TOKYO (BLOOMBERG) - Japanese Prime Minister Shinzo Abe's government is following the United States in speeding up the approval of still unproven virus drugs, as he faces new criticism over his plan for exiting a state of emergency and reviving Japan's economy.
Japanese regulators - usually known for taking a year for drug approvals - authorised the use of Gilead Sciences Inc's remdesivir, just three days after receiving the application.
Mr Abe has also said that Fujifilm Holdings Corp's rival anti-viral drug Avigan, a treatment he has long cited in public remarks, was in line for clearance by the end of the month.
The accelerated process comes as Mr Abe faces growing dissatisfaction with his efforts to contain the coronavirus, despite a recent decline in new infections.
Japan is only the second country to approve the use of remdesivir after the US, which said the drug originally intended to treat Ebola could be administered on an emergency basis to hospitalised Covid-19 patients with low blood-oxygen levels or on breathing support.
"He's been criticised for not being fast enough, so he tried to blunt that argument a little bit," said Steven Reed, an emeritus professor of political science at Chuo University. "I don't think it'll have a serious effect on public opinion, at least until results come in."
—————
Work instruction A: From the report on Japan's drug approvals, reproduce the part that opens with the words containing "TOKYO (BLOOMBERG) - Japanese" and closes with "receiving the application.".
Work instruction B: List every organization that the report on Japan's drug approvals mentions by its proper name.
You can do this work without the material that follows.

Data under study:
—————
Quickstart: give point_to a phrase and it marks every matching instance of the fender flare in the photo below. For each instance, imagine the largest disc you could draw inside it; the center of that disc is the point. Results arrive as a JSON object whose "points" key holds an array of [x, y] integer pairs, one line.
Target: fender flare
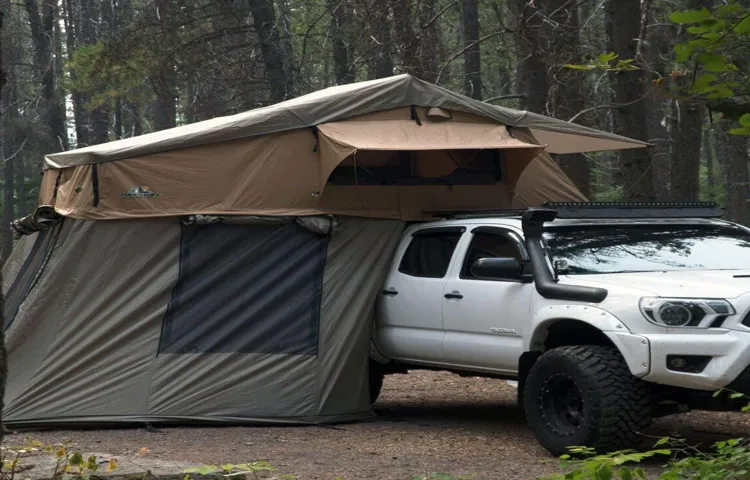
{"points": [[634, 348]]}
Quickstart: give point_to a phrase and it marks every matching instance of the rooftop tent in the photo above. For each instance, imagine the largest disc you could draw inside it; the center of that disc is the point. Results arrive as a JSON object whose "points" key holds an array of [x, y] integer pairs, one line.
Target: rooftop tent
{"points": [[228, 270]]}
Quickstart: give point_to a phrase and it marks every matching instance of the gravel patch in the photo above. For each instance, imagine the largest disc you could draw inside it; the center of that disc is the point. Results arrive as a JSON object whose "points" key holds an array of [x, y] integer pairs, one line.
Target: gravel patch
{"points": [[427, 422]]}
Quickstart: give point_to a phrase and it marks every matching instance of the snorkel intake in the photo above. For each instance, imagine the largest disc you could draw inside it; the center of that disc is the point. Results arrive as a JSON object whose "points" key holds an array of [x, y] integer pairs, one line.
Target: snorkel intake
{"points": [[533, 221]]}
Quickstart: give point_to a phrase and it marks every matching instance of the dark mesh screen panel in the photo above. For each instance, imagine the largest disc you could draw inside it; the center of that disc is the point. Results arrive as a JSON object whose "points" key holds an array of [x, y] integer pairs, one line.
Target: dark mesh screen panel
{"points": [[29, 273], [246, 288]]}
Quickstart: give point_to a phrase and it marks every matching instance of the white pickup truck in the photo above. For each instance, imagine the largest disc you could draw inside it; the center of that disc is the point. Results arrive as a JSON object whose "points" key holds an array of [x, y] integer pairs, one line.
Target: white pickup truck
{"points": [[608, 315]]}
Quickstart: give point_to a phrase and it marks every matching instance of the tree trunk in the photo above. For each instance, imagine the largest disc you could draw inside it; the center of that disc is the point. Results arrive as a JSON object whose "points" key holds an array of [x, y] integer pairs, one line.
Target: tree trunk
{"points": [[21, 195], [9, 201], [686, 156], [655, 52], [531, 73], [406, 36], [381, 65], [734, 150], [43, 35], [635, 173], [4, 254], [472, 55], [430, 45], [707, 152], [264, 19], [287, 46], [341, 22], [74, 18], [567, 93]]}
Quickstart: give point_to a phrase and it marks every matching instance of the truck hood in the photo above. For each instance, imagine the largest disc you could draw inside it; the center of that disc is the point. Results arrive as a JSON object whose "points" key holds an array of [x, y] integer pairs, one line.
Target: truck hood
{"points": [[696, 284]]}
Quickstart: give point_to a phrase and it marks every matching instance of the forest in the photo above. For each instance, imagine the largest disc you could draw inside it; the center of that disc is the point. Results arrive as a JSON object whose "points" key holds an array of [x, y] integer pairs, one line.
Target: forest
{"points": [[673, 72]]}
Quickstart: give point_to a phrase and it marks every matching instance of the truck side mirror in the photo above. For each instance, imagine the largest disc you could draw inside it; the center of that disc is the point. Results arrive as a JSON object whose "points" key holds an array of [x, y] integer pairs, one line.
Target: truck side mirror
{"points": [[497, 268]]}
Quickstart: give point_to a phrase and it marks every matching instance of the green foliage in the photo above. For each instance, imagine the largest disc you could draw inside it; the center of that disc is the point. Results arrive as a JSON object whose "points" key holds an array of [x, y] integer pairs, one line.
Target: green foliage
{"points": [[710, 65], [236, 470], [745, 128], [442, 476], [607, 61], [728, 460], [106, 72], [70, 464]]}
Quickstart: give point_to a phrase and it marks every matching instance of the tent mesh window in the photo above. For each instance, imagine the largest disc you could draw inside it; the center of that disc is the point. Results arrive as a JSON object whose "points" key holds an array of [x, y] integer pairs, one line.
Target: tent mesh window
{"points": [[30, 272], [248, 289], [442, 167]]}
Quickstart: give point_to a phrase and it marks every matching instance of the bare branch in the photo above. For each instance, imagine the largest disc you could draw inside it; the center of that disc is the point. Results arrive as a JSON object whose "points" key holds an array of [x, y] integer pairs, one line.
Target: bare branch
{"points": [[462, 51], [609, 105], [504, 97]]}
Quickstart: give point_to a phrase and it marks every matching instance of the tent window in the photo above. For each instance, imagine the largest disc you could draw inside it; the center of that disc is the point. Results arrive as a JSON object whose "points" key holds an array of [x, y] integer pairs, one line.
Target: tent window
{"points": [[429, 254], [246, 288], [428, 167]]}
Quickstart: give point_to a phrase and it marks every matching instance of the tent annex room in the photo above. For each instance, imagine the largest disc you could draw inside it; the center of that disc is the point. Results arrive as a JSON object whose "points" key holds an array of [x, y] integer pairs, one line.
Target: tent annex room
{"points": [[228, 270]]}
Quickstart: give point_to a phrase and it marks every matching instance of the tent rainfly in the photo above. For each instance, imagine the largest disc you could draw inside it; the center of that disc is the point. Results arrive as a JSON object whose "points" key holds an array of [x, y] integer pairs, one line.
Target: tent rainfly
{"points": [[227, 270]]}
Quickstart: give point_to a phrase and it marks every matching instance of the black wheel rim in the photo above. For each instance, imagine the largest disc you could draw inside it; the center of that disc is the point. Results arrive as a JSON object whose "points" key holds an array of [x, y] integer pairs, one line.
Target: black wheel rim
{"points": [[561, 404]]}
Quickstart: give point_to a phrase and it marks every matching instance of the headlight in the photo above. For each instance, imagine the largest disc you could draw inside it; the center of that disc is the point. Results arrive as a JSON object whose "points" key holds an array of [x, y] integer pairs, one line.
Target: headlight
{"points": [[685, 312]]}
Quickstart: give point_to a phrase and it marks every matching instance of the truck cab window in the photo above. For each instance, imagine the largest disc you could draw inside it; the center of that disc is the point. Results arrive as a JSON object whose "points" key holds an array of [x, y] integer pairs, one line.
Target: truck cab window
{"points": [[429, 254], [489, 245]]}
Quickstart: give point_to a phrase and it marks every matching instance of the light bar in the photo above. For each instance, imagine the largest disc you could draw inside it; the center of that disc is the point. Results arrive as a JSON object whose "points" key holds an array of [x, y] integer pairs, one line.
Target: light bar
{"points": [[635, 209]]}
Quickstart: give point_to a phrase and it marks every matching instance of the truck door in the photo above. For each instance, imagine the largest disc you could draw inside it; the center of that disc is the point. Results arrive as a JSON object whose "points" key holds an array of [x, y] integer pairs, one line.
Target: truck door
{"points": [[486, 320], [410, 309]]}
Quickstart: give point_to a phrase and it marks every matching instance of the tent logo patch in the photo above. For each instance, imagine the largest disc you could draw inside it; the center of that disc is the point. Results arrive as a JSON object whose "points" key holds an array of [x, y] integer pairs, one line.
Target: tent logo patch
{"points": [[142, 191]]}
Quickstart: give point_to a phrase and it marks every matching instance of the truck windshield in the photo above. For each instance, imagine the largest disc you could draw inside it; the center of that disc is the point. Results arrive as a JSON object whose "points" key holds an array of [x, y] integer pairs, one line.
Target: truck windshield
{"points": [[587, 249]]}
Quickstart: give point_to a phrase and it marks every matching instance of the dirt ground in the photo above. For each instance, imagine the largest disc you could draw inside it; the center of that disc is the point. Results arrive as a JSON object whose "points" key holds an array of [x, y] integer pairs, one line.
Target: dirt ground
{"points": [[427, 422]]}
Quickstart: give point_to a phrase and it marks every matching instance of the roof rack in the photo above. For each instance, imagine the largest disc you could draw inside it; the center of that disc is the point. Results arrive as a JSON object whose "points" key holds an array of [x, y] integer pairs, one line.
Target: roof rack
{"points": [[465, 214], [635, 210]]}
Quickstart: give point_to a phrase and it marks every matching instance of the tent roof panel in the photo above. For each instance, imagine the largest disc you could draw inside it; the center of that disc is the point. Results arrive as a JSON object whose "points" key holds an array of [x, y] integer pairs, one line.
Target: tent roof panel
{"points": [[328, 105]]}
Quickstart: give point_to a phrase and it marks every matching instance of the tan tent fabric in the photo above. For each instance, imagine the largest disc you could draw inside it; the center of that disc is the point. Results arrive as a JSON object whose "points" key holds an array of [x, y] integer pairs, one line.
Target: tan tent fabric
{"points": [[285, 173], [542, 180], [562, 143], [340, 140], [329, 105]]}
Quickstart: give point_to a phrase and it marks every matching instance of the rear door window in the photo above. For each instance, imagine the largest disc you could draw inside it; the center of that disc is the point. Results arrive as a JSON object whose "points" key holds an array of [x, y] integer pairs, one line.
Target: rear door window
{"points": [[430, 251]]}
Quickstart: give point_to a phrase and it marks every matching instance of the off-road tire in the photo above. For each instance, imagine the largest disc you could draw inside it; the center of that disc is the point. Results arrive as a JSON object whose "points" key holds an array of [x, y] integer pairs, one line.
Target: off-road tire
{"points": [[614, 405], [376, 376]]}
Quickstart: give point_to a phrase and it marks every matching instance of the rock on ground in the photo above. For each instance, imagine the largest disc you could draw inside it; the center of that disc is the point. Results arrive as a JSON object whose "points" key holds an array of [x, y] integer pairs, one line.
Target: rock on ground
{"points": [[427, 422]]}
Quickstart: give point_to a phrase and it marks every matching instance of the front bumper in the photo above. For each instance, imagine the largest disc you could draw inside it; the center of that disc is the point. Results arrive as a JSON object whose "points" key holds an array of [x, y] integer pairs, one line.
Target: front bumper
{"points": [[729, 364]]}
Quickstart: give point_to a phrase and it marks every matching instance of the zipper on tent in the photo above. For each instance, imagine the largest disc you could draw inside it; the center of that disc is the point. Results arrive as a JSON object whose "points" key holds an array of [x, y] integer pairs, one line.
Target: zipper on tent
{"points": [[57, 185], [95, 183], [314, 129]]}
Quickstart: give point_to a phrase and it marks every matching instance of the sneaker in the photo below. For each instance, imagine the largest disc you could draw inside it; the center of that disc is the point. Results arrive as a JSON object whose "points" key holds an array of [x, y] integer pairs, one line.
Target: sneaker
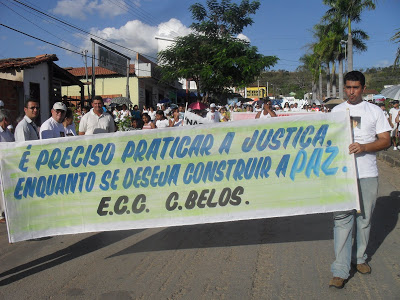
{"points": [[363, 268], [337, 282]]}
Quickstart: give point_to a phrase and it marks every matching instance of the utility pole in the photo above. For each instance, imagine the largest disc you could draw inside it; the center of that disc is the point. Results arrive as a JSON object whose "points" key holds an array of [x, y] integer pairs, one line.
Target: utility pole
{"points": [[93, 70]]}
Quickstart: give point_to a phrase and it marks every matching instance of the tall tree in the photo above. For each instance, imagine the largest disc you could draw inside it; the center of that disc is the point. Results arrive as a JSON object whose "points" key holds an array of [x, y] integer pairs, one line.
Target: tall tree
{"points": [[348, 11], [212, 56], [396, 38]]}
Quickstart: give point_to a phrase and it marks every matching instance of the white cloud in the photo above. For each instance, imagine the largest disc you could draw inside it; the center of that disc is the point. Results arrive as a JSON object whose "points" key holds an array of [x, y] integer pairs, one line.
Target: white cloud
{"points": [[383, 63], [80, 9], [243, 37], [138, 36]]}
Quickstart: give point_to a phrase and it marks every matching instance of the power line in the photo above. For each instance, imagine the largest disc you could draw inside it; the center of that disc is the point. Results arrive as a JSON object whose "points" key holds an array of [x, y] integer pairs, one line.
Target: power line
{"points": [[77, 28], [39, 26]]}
—————
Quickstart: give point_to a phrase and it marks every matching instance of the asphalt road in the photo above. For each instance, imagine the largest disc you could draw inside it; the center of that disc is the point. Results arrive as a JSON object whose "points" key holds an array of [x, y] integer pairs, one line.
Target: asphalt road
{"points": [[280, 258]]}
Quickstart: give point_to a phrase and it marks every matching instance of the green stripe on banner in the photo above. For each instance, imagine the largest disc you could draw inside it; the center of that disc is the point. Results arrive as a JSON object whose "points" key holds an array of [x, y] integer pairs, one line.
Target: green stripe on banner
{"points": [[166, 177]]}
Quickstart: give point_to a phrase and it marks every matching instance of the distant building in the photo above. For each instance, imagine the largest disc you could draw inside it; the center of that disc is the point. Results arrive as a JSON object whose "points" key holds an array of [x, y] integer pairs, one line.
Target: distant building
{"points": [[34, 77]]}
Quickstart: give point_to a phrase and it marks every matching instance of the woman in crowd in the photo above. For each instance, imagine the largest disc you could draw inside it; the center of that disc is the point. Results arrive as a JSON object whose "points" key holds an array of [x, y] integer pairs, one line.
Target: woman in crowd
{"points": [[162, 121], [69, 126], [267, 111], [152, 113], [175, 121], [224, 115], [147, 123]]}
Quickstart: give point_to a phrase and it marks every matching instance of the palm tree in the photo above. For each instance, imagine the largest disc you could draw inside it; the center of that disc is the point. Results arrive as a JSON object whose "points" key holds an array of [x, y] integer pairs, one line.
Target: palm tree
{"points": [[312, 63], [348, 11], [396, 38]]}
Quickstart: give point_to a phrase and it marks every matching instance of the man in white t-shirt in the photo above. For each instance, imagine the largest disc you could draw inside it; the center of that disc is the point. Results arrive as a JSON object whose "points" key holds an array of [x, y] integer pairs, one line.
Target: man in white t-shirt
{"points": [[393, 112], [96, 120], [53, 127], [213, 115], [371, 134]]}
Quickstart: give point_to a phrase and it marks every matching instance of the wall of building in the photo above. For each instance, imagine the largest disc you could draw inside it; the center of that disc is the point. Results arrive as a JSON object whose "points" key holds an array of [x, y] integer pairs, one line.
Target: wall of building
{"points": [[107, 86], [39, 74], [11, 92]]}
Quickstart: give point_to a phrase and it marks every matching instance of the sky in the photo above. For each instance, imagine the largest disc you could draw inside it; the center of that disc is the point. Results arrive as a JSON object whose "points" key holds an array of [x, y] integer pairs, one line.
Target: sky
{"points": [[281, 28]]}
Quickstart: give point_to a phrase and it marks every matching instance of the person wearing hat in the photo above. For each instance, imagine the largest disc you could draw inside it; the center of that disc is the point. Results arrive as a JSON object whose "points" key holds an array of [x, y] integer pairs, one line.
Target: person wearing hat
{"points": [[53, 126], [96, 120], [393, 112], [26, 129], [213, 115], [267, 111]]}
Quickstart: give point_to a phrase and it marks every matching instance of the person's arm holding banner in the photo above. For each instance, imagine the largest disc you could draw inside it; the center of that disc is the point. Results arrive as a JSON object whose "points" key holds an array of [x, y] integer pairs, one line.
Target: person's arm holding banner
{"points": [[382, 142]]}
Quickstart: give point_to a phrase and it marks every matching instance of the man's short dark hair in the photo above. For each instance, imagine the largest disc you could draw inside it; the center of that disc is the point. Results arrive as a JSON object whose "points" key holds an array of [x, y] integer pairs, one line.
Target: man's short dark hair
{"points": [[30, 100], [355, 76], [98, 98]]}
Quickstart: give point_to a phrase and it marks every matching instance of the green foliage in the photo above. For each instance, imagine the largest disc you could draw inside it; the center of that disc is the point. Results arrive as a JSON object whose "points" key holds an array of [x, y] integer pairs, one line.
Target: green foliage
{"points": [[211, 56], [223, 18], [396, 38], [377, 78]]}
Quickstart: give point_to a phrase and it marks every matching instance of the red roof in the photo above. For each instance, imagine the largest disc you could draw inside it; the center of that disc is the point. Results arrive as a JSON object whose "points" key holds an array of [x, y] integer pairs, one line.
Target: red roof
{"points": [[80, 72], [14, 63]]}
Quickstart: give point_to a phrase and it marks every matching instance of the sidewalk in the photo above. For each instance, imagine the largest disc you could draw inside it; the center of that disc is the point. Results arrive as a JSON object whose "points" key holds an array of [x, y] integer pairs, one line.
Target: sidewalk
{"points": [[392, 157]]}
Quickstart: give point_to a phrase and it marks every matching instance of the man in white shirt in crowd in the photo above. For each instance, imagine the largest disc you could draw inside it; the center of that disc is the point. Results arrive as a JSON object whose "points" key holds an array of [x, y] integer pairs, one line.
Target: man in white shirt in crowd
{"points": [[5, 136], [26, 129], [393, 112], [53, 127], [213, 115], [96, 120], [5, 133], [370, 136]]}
—————
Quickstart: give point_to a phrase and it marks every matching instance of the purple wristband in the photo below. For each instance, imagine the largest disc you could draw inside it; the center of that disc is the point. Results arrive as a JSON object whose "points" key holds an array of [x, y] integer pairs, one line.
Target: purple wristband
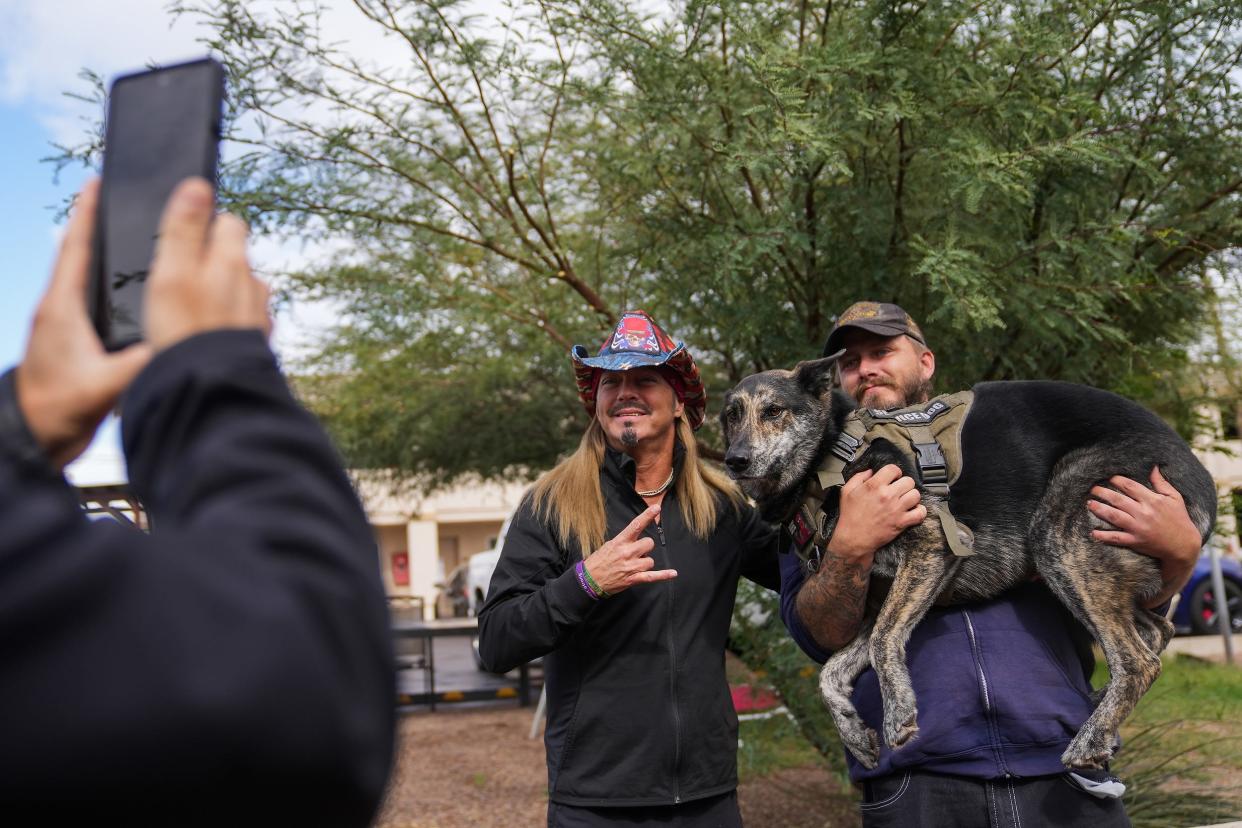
—————
Problem solution A:
TOKYO (BLOOMBERG) - Japanese Prime Minister Shinzo Abe's government is following the United States in speeding up the approval of still unproven virus drugs, as he faces new criticism over his plan for exiting a state of emergency and reviving Japan's economy.
Japanese regulators - usually known for taking a year for drug approvals - authorised the use of Gilead Sciences Inc's remdesivir, just three days after receiving the application.

Problem solution B:
Bloomberg
Gilead Sciences Inc
Fujifilm Holdings Corp
Chuo University